» **REQUIRED TASK**
Please present every line of the material below as a numbered list, omitting any blank lines.

(Rows from a dataset)
== == ==

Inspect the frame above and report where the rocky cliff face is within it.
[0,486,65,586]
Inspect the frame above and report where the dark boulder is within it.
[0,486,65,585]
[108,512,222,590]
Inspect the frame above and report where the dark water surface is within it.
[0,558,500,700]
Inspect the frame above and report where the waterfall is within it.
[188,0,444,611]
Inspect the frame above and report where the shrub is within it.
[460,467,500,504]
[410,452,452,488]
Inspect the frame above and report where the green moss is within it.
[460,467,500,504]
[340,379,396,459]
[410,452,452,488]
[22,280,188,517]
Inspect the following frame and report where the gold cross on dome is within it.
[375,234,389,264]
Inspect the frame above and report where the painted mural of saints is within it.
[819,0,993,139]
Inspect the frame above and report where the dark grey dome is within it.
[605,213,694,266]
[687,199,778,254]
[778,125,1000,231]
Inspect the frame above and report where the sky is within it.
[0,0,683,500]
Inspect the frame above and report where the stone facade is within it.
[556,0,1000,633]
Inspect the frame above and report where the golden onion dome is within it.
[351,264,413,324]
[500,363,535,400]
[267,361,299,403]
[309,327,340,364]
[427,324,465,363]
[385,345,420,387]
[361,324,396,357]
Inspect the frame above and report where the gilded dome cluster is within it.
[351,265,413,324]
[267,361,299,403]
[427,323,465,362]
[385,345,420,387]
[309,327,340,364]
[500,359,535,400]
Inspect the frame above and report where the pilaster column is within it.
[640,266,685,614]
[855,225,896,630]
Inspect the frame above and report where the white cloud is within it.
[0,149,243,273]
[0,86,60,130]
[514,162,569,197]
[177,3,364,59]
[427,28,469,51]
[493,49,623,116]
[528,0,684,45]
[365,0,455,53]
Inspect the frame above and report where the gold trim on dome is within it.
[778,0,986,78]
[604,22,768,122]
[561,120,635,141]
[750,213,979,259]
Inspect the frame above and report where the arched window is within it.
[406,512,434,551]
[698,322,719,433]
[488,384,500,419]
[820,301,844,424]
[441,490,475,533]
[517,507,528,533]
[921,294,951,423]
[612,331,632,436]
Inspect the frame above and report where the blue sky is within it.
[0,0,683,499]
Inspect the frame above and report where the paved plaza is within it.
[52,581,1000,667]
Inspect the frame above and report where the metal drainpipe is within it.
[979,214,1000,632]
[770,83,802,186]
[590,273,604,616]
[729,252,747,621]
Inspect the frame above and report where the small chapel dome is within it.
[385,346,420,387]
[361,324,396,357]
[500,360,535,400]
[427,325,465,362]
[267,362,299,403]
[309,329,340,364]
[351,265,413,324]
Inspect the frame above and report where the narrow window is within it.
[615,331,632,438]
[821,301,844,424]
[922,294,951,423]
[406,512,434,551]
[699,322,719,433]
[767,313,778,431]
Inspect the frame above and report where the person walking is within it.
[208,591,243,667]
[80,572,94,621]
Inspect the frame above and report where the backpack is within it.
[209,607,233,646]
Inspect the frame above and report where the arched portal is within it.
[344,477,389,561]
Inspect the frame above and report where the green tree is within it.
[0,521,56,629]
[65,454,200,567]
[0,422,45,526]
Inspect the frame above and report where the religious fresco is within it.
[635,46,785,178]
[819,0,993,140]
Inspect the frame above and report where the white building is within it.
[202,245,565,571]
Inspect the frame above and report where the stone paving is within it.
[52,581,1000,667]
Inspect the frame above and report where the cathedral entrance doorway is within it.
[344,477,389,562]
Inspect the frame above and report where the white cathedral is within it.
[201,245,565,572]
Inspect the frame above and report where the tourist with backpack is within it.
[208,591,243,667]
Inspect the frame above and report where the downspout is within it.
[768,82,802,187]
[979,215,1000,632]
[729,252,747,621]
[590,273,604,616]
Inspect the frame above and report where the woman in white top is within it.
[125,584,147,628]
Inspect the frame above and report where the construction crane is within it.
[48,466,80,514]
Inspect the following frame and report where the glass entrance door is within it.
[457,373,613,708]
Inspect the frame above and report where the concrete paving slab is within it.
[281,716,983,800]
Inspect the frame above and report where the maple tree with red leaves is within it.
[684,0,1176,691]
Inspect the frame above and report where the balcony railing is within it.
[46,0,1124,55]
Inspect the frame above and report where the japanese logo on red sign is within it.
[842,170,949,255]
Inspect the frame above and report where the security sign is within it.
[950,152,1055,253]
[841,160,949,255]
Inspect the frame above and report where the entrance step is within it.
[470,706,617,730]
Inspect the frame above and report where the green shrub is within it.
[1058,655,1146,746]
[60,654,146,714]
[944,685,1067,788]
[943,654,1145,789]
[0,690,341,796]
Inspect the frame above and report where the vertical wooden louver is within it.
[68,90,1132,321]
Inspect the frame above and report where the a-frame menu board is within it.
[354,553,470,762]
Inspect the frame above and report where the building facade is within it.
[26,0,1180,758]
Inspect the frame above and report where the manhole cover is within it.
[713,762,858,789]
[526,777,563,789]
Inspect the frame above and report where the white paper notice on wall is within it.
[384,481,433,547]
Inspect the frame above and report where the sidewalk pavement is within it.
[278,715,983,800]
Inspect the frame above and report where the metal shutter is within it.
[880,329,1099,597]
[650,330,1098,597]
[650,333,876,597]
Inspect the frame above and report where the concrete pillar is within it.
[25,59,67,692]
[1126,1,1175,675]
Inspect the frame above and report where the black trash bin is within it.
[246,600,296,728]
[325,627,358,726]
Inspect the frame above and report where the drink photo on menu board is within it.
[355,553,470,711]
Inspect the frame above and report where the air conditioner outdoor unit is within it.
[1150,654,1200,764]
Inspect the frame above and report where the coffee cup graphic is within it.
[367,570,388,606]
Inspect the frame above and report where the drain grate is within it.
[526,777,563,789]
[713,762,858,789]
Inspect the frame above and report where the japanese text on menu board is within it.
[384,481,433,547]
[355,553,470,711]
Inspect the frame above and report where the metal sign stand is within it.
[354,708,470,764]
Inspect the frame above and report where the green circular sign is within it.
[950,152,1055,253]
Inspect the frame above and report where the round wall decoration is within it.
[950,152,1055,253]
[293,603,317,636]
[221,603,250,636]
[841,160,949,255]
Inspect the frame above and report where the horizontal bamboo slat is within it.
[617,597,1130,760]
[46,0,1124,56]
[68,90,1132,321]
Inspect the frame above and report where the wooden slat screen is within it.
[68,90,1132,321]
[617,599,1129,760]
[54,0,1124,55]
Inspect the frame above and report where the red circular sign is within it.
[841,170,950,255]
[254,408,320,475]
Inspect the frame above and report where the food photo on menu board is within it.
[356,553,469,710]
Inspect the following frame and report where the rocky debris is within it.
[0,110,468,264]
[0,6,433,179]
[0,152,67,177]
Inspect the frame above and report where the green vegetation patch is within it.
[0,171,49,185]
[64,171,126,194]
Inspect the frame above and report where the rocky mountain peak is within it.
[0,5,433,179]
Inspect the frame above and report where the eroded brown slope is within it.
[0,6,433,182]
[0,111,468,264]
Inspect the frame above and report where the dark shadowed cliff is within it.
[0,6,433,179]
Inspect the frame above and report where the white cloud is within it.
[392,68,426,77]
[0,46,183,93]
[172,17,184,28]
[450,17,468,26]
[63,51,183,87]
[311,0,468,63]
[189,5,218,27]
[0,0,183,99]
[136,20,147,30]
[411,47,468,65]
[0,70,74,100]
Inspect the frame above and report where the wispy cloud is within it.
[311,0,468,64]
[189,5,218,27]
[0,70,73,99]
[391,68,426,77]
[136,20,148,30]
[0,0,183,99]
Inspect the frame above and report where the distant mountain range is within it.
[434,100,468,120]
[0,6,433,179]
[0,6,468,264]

== == ==

» **OUTPUT BELOW**
1. Inspect the frame above and report where the rocky cliff face is within it.
2. [0,486,65,586]
3. Inspect the frame above and report where the dark boulder is within it.
4. [0,486,65,585]
5. [108,512,222,590]
6. Inspect the frame above and report where the dark water surface is within it.
7. [0,558,500,700]
8. Inspect the frame above and report where the waterfall is within it.
9. [188,0,444,611]
10. Inspect the frame above and report where the shrub is within it.
11. [460,467,500,504]
12. [410,452,452,488]
13. Inspect the frame above and report where the green moss is within it.
14. [460,467,500,504]
15. [340,379,396,459]
16. [410,452,452,488]
17. [22,280,188,517]
18. Inspect the following frame and report where the gold cross on dome is within it.
19. [375,234,389,264]
20. Inspect the frame above and report where the painted mural of saints is within it.
21. [819,0,993,139]
22. Inspect the frame above and report where the dark grey dome is within it.
23. [605,213,694,266]
24. [687,199,778,254]
25. [778,125,1000,231]
26. Inspect the frame above and report where the sky is within it.
27. [0,0,683,500]
28. Inspect the frame above and report where the stone facade is within it.
29. [556,0,1000,633]
30. Inspect the frame above and report where the golden onion dome is within it.
31. [351,264,413,324]
32. [500,363,535,400]
33. [267,361,299,403]
34. [309,327,340,364]
35. [427,324,465,363]
36. [385,345,420,387]
37. [361,324,396,357]
38. Inspect the frame above and report where the gilded dome cluster is within it.
39. [351,265,413,324]
40. [267,361,299,403]
41. [427,323,465,362]
42. [385,345,420,387]
43. [309,327,340,364]
44. [500,359,535,400]
45. Inspect the frame above and report where the pilaster column is within it.
46. [640,266,685,614]
47. [855,225,896,630]
48. Inspect the frame above and report where the white cloud is within it.
49. [0,149,243,273]
50. [0,86,60,130]
51. [514,162,569,197]
52. [177,3,364,59]
53. [427,28,469,51]
54. [493,49,623,116]
55. [528,0,684,45]
56. [365,0,455,53]
57. Inspect the frame above and report where the gold trim on dome is within it.
58. [778,0,986,78]
59. [604,22,768,122]
60. [561,120,635,141]
61. [750,213,979,259]
62. Inspect the frame above and report where the arched window is within it.
63. [406,512,434,551]
64. [698,322,719,433]
65. [488,384,500,419]
66. [820,301,844,424]
67. [441,490,475,533]
68. [517,507,528,533]
69. [921,294,951,423]
70. [612,331,632,436]
71. Inspect the frame above and report where the blue sky is within it.
72. [0,0,683,499]
73. Inspect the frame above and report where the paved plaza is within it.
74. [52,581,1000,667]
75. Inspect the frame above and report where the metal drainpipe is within it.
76. [979,214,1000,632]
77. [770,83,802,186]
78. [590,273,604,616]
79. [729,252,747,621]
80. Inspect the frame above and report where the small chapel dome is within it.
81. [385,346,420,387]
82. [361,324,396,357]
83. [500,360,535,400]
84. [427,325,465,362]
85. [267,362,299,403]
86. [309,329,340,364]
87. [351,265,413,324]
88. Inspect the frame above and report where the narrow window is within it.
89. [615,331,632,438]
90. [821,301,844,424]
91. [922,294,951,423]
92. [406,512,434,551]
93. [699,322,719,433]
94. [767,313,778,431]
95. Inspect the frame above and report where the person walking is within it.
96. [208,591,243,667]
97. [80,572,94,621]
98. Inspect the frame above and report where the backpack is within it.
99. [209,607,233,646]
100. Inspect the frame above and report where the arched portal is within it.
101. [344,477,389,561]
102. Inspect the frame above and report where the green tree is within it.
103. [0,521,56,629]
104. [65,454,200,567]
105. [0,422,45,526]
106. Inspect the frame above and report where the religious fresco is within it.
107. [635,46,785,178]
108. [819,0,993,140]
109. Inspect the frame above and report where the white building is within it.
110. [202,245,565,571]
111. Inspect the frame above and report where the stone paving is within it.
112. [52,581,1000,667]
113. Inspect the frame above and report where the cathedral entrance doorway is within it.
114. [344,477,389,562]
115. Inspect the frame above and report where the white cathedral is within it.
116. [201,245,565,572]
117. Inspect the frame above and report where the tourist with backpack is within it.
118. [208,591,243,667]
119. Inspect the frame above and report where the downspout is within it.
120. [768,82,802,187]
121. [979,215,1000,632]
122. [729,252,747,621]
123. [590,273,604,616]
124. Inspect the frame above and report where the woman in white top is within it.
125. [125,584,147,628]
126. Inspect the frame above and report where the construction crane is within it.
127. [48,466,80,514]
128. Inspect the following frame and report where the glass entrance door is within it.
129. [457,373,613,708]
130. Inspect the frame above and report where the concrete paving slab is within it.
131. [281,716,983,800]
132. Inspect the frame above and report where the maple tree with red leaves is within it.
133. [684,0,1176,691]
134. Inspect the frame above and report where the balcony railing is within it.
135. [46,0,1124,55]
136. Inspect the frame above and report where the japanese logo on red sign is within it.
137. [842,170,949,255]
138. Inspect the frame above and report where the security sign is within it.
139. [950,152,1055,253]
140. [841,160,949,255]
141. Inspect the frame above and report where the entrance step is within it.
142. [470,706,617,730]
143. Inspect the frame above and report where the green shrub is within it.
144. [1058,655,1146,746]
145. [60,654,146,714]
146. [944,685,1067,788]
147. [943,654,1145,789]
148. [0,690,341,796]
149. Inspect the frame above and report where the vertical wooden louver is within it.
150. [68,90,1132,321]
151. Inspect the frame above and report where the a-frame menu board is within it.
152. [354,553,470,762]
153. Inspect the frame above and report where the building facade is within it.
154. [26,0,1180,758]
155. Inspect the frame above and report where the manhole cover is within it.
156. [713,762,858,789]
157. [526,777,563,789]
158. Inspect the frame above and report where the white paper notice on wall is within it.
159. [384,481,433,547]
160. Inspect the frame above and report where the sidewalk pavement is within it.
161. [278,715,983,800]
162. Inspect the frame above and report where the metal shutter is within it.
163. [880,329,1099,597]
164. [650,330,1098,597]
165. [650,333,876,597]
166. Inspect the frame above and report where the concrete pillar is within it.
167. [25,59,67,692]
168. [1126,1,1175,675]
169. Inspect the frame above and report where the black trash bin is within it.
170. [246,600,296,728]
171. [325,627,358,726]
172. Inspect the frame above and report where the drink photo on menu board is within it.
173. [355,553,470,711]
174. Inspect the frame above and report where the air conditioner outdoor unit is within it.
175. [1150,654,1200,764]
176. Inspect the frame above and report where the coffee cup graphic is within it.
177. [367,570,388,606]
178. Inspect the frame above and report where the drain grate is within it.
179. [526,777,563,789]
180. [713,762,858,789]
181. Inspect the frame above and report where the japanese text on menu board is within it.
182. [384,481,433,547]
183. [355,553,470,711]
184. Inspect the frame above and report where the metal sign stand is within it.
185. [354,708,470,764]
186. Inspect the frame above and report where the green circular sign is within it.
187. [950,152,1055,253]
188. Inspect the frame above and report where the round wall decoration is within it.
189. [950,152,1055,253]
190. [293,603,317,636]
191. [221,603,250,636]
192. [841,160,949,255]
193. Inspect the frame above and report where the horizontal bamboo slat is within it.
194. [617,597,1130,760]
195. [46,0,1124,56]
196. [68,90,1132,321]
197. Inspect the frame above and report where the wooden slat screen is within it.
198. [68,90,1132,321]
199. [617,599,1129,760]
200. [54,0,1124,55]
201. Inspect the frame above and report where the red circular sign is within it.
202. [841,170,950,255]
203. [254,408,320,475]
204. Inspect the frame above and report where the food photo on menu board is within it.
205. [356,553,469,710]
206. Inspect the following frame and report where the rocky debris is within it.
207. [0,110,468,264]
208. [0,6,433,179]
209. [0,152,67,177]
210. Inspect the frame above and report where the green vegetation patch is within it.
211. [0,171,49,185]
212. [64,171,126,194]
213. Inspect the frame above and report where the rocky mountain peak is within it.
214. [0,5,433,179]
215. Inspect the frame above and report where the eroded brown slope is within it.
216. [0,6,433,182]
217. [0,111,468,264]
218. Inspect the frame above and report where the dark shadowed cliff is within it.
219. [0,6,433,179]
220. Inspect the frame above and report where the white cloud is within it.
221. [392,68,426,77]
222. [0,46,183,93]
223. [172,17,184,28]
224. [450,17,468,26]
225. [63,51,183,87]
226. [311,0,468,63]
227. [189,5,218,27]
228. [0,0,183,99]
229. [136,20,147,30]
230. [411,47,468,65]
231. [0,70,74,100]
232. Inspect the frame above and report where the wispy cloud is within it.
233. [311,0,468,64]
234. [189,5,218,27]
235. [0,70,73,99]
236. [391,68,426,77]
237. [136,20,148,30]
238. [0,0,183,99]
239. Inspect the frame above and report where the distant mountain range is within it.
240. [434,100,468,120]
241. [0,6,433,179]
242. [0,6,468,264]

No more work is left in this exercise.